** GIVEN INSTRUCTION **
Rewrite the records from the line containing "Given this visual input, your objective is to detect black" through the end, replacing "wristband" with "bracelet" and leaving everything else as it is.
--- DATASET EXTRACT ---
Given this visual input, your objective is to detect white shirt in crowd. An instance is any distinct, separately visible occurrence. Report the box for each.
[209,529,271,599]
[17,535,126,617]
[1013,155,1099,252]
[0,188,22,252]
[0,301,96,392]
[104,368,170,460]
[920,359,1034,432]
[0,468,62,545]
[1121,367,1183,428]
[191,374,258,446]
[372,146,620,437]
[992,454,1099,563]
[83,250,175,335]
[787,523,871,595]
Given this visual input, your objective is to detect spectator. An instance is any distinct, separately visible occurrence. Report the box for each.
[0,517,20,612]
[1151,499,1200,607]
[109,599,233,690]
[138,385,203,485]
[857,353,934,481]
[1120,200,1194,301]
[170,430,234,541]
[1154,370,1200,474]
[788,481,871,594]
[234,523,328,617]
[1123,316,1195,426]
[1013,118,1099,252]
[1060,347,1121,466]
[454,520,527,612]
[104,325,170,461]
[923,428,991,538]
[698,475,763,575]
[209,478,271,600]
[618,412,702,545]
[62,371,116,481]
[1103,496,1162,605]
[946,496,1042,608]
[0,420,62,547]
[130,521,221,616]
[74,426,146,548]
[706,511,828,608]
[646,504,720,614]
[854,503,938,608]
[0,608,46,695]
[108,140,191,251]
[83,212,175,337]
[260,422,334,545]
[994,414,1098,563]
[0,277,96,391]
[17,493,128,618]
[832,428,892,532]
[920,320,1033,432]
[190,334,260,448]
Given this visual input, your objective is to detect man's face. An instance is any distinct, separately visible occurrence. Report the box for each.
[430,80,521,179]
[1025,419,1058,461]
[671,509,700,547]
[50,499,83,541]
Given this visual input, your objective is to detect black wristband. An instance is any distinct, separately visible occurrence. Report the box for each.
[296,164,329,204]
---
** FULL SOLUTION **
Given this visual input, your objective is to detect black bracelet. An instance is any distinct, separately visible occurrence. Report the box for each.
[296,164,329,204]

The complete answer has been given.